* _Objective_:
Which lines in the records below contain the string "apple"? Extract each of them, treating uppercase and lowercase as different.

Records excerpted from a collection
- - -
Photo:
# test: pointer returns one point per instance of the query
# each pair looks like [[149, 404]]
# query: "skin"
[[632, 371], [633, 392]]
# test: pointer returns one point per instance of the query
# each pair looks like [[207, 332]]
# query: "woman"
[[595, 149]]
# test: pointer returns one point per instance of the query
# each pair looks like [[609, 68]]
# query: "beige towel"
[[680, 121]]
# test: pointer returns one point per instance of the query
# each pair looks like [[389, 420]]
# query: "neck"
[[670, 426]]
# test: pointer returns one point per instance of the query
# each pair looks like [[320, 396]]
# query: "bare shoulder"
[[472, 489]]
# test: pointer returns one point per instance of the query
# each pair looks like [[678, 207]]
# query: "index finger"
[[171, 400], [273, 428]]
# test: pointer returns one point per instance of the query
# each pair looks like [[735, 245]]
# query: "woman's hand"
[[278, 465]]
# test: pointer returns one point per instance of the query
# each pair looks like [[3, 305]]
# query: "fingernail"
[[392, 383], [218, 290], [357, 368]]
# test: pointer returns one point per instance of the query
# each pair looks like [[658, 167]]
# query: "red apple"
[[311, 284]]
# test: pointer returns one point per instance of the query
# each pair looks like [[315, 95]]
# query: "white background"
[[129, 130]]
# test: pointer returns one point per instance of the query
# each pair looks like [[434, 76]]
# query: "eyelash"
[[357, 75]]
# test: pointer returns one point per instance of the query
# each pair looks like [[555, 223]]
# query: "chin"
- - -
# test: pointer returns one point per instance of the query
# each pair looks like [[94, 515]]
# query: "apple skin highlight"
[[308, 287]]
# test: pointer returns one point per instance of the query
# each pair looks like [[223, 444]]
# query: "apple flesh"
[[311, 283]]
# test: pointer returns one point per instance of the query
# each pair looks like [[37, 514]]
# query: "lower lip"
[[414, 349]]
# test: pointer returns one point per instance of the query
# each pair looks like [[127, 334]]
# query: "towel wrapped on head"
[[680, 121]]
- - -
* _Result of the exercise_:
# query: "red apple"
# query: "apple skin highlight"
# query: "apple flesh"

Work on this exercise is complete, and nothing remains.